Exercise brief:
Return the lines below exactly as they appear, starting with the line containing "Reviewer note: see that each instance of the bare" and continuing through the line containing "Target: bare tree branch", both included.

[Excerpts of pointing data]
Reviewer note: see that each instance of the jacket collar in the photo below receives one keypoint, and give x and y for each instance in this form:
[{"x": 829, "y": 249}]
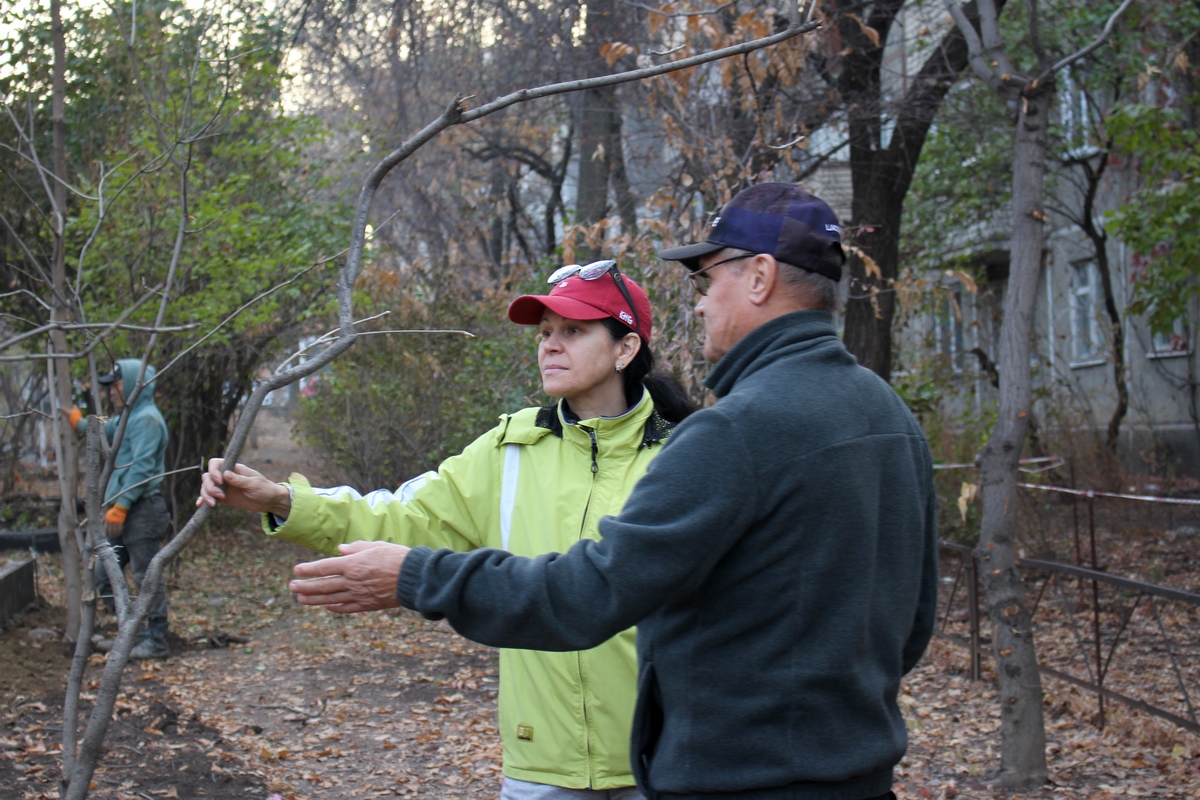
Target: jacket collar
[
  {"x": 654, "y": 427},
  {"x": 760, "y": 347}
]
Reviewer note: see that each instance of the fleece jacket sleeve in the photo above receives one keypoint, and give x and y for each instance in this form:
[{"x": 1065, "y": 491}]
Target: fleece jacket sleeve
[
  {"x": 927, "y": 607},
  {"x": 672, "y": 530}
]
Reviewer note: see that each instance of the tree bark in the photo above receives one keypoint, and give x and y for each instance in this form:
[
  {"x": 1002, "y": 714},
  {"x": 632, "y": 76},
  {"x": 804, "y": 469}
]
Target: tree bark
[
  {"x": 1023, "y": 762},
  {"x": 60, "y": 311},
  {"x": 881, "y": 175}
]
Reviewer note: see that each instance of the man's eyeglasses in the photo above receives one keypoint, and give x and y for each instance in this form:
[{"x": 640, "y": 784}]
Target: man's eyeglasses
[
  {"x": 595, "y": 270},
  {"x": 701, "y": 278}
]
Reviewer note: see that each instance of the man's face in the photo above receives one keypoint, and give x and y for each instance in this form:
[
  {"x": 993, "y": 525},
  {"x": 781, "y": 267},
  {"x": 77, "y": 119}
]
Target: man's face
[{"x": 723, "y": 308}]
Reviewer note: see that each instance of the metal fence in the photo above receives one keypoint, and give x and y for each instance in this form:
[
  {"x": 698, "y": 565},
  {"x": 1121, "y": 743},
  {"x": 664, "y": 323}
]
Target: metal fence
[{"x": 1126, "y": 641}]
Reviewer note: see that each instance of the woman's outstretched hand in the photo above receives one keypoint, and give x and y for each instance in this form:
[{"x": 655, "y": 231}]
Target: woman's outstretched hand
[
  {"x": 363, "y": 578},
  {"x": 243, "y": 488}
]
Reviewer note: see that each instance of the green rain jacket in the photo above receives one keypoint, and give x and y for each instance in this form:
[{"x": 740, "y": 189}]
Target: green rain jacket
[
  {"x": 534, "y": 483},
  {"x": 139, "y": 462}
]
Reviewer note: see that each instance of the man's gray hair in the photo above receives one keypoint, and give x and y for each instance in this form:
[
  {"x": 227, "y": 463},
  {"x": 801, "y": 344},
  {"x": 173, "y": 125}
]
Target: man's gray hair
[
  {"x": 819, "y": 290},
  {"x": 815, "y": 289}
]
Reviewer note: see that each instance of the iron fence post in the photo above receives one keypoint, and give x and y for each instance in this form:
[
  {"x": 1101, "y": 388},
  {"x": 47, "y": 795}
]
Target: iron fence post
[{"x": 973, "y": 615}]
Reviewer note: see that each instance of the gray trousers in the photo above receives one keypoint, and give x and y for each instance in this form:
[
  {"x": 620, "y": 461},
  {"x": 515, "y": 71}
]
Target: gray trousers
[{"x": 141, "y": 539}]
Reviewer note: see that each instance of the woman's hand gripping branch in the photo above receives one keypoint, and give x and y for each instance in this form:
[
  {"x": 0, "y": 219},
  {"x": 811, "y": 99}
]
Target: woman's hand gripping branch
[{"x": 243, "y": 488}]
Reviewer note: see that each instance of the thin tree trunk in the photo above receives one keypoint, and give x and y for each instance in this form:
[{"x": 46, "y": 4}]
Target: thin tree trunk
[
  {"x": 1023, "y": 733},
  {"x": 66, "y": 451}
]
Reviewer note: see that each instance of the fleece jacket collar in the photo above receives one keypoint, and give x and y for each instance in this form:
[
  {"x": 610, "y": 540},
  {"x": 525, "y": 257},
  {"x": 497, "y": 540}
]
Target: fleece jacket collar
[{"x": 762, "y": 346}]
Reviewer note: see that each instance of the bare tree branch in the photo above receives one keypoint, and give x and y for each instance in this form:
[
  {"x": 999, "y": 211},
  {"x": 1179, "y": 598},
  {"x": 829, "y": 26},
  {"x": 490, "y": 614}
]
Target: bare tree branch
[
  {"x": 675, "y": 14},
  {"x": 1079, "y": 54}
]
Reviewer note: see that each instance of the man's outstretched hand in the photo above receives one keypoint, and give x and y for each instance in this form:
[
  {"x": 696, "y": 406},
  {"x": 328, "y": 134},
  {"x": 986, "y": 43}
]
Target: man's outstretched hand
[{"x": 363, "y": 578}]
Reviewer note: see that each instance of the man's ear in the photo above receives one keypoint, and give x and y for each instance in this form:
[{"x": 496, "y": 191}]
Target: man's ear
[{"x": 761, "y": 278}]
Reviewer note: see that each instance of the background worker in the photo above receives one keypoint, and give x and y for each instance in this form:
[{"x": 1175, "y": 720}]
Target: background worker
[{"x": 136, "y": 518}]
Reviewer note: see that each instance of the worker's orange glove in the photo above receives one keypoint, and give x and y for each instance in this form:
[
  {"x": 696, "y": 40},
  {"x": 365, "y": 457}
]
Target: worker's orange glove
[{"x": 114, "y": 522}]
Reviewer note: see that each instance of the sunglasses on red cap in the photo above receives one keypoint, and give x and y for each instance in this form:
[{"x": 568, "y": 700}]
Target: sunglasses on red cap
[{"x": 597, "y": 270}]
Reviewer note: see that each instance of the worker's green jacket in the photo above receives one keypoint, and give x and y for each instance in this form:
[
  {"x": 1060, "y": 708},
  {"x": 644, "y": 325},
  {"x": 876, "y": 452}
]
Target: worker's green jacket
[{"x": 535, "y": 483}]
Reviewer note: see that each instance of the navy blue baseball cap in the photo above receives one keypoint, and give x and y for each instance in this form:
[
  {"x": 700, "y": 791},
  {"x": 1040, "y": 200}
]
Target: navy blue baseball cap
[{"x": 779, "y": 220}]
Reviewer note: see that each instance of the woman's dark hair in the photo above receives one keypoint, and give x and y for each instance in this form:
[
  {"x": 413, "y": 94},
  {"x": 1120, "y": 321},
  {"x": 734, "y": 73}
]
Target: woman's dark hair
[{"x": 670, "y": 398}]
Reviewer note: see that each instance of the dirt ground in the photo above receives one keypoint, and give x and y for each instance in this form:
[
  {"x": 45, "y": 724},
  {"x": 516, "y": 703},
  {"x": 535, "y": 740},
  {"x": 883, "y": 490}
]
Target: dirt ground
[{"x": 267, "y": 699}]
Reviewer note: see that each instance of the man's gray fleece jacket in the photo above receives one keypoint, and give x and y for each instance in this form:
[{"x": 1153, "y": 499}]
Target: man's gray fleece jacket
[{"x": 780, "y": 561}]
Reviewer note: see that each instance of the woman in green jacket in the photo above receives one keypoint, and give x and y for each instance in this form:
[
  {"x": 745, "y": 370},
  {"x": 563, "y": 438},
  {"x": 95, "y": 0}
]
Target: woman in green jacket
[{"x": 535, "y": 483}]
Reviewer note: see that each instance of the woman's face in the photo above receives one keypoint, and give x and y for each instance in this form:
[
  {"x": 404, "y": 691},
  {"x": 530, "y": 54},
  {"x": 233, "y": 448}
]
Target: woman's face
[{"x": 576, "y": 356}]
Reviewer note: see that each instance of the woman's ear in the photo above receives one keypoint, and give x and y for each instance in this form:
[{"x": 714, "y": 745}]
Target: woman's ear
[{"x": 629, "y": 347}]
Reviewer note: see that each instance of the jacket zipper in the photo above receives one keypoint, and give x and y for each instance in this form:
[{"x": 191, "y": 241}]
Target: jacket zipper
[{"x": 583, "y": 683}]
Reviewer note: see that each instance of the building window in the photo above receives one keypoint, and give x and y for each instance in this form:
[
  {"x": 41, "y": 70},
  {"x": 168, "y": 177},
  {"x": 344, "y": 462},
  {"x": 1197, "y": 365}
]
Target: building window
[
  {"x": 1176, "y": 341},
  {"x": 1086, "y": 335},
  {"x": 948, "y": 329}
]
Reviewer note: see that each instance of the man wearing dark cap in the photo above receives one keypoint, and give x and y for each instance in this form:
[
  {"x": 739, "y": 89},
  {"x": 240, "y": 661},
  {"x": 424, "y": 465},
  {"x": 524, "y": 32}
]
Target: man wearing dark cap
[
  {"x": 136, "y": 518},
  {"x": 779, "y": 557}
]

Correct response:
Reviewer note: see that each instance of the bare tree branch in the photo above receives one keypoint, and give x and y for each instance in this form:
[
  {"x": 999, "y": 211},
  {"x": 1179, "y": 598},
  {"x": 829, "y": 26},
  {"x": 490, "y": 614}
]
Target: bare tree branch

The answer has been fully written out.